» **Exercise brief**
Starting from the first line below, repeat the data exactly through to the last.

[Data items]
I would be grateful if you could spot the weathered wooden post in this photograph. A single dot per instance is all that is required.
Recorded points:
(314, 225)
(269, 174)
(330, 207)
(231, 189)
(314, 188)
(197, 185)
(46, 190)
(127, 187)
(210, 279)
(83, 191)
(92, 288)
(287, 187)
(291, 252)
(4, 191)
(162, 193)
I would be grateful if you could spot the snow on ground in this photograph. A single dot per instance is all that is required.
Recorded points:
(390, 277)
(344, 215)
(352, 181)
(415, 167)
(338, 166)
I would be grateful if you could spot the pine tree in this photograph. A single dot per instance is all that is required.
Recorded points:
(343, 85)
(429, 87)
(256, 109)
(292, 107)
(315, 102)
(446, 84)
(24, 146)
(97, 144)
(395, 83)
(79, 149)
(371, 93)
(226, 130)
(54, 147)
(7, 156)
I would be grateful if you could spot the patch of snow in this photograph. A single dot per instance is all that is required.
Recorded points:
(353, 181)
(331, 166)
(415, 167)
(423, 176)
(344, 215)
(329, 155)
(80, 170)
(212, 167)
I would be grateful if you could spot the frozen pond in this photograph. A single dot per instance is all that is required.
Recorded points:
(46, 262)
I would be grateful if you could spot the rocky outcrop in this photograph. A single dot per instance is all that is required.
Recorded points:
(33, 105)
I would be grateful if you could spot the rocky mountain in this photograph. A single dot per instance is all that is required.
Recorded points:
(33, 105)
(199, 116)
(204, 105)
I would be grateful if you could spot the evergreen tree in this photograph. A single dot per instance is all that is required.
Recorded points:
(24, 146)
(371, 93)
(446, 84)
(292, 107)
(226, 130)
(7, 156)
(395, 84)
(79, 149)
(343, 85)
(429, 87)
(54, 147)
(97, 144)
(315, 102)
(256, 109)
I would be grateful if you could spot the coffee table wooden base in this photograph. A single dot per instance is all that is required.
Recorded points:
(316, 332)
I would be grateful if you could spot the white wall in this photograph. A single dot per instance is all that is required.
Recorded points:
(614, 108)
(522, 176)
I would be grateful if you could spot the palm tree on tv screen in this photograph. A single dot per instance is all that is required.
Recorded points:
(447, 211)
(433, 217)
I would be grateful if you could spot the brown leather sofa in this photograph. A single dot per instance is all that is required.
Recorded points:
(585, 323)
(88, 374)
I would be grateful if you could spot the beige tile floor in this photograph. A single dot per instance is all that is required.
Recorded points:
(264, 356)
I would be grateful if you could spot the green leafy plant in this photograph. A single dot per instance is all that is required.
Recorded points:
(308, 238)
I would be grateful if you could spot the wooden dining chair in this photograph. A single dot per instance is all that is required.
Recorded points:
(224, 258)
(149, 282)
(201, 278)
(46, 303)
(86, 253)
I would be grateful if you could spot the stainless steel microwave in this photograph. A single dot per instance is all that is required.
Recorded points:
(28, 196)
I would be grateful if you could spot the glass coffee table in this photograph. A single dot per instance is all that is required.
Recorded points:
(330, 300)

» **Exercise output**
I would be grateful if you could spot the weathered wooden post in this photograph. A single dot per instance is all that is required.
Recorded points:
(314, 225)
(269, 174)
(330, 207)
(231, 189)
(314, 188)
(197, 185)
(46, 190)
(127, 187)
(210, 279)
(83, 191)
(92, 288)
(287, 187)
(291, 252)
(4, 191)
(162, 193)
I would be grateful if you could spot the snow on ground in this photograph. A single dot per instance is all that is required.
Recorded points:
(390, 277)
(344, 215)
(352, 181)
(415, 167)
(338, 166)
I would be grateful if you could spot the pine tree in this photograph. A single dot per instance is all that is required.
Recorded points:
(343, 85)
(429, 87)
(256, 109)
(292, 107)
(315, 102)
(446, 84)
(24, 146)
(97, 144)
(395, 83)
(79, 149)
(371, 93)
(226, 130)
(54, 147)
(7, 156)
I would be grateful if you could spot the patch of snow in this photograph. A single dot per instance is all that is required.
Recorded points:
(353, 181)
(331, 166)
(415, 167)
(423, 176)
(344, 215)
(329, 155)
(80, 170)
(212, 167)
I would be grateful if you could spot the frozen pond in this photograph. A single dot per instance is all that is required.
Recorded points:
(46, 262)
I would be grateful if you could spot the rocky outcrop in this photograph. A single dot per instance is all that is required.
Recorded points:
(33, 105)
I would be grateful if you could spot the rocky mountain in this photograph. A single dot per instance is all that is required.
Recorded points:
(33, 105)
(199, 116)
(204, 105)
I would be grateful if you could spot the evergreen tree in this photograph. A single dot per instance is all that is required.
Recorded points:
(24, 146)
(371, 93)
(446, 84)
(292, 107)
(226, 130)
(7, 156)
(395, 84)
(79, 149)
(343, 85)
(429, 87)
(54, 147)
(97, 144)
(315, 102)
(256, 109)
I would be grateful if you could spot the coffee table wooden base in this photograph. A single dot per instance is all that is required.
Recorded points:
(316, 332)
I would be grateful if you could spot the white wall in this photograph. A single dot per instance is all that is required.
Recorded points:
(614, 108)
(522, 176)
I would be grateful if you could spot the palm tree on tv screen in this photograph. A single dot per instance is all that is required.
Recorded points:
(447, 211)
(433, 217)
I would be grateful if you could spot the brown leather sofa in this photograph. A single dot per instance is all that is required.
Recorded points:
(585, 323)
(88, 374)
I would be grateful if you could spot the beige tile floor in this photograph. A single dot per instance is all that is required.
Recorded points:
(264, 356)
I would be grateful if you could spot the green leafy plant in this photograph. A single dot per instance is all that is required.
Recorded points:
(308, 238)
I would be grateful if you could spot the wooden dining chair in this photograph. A single dot per instance is all that is required.
Recorded points:
(224, 258)
(149, 282)
(201, 278)
(46, 303)
(86, 253)
I would be grateful if you could spot the stainless steel microwave in this photograph. A single dot per instance is all that is required.
Recorded points:
(28, 196)
I would be grateful if you could spot the glass coffee table in this photograph. A single dot per instance is all that is required.
Recorded points:
(330, 300)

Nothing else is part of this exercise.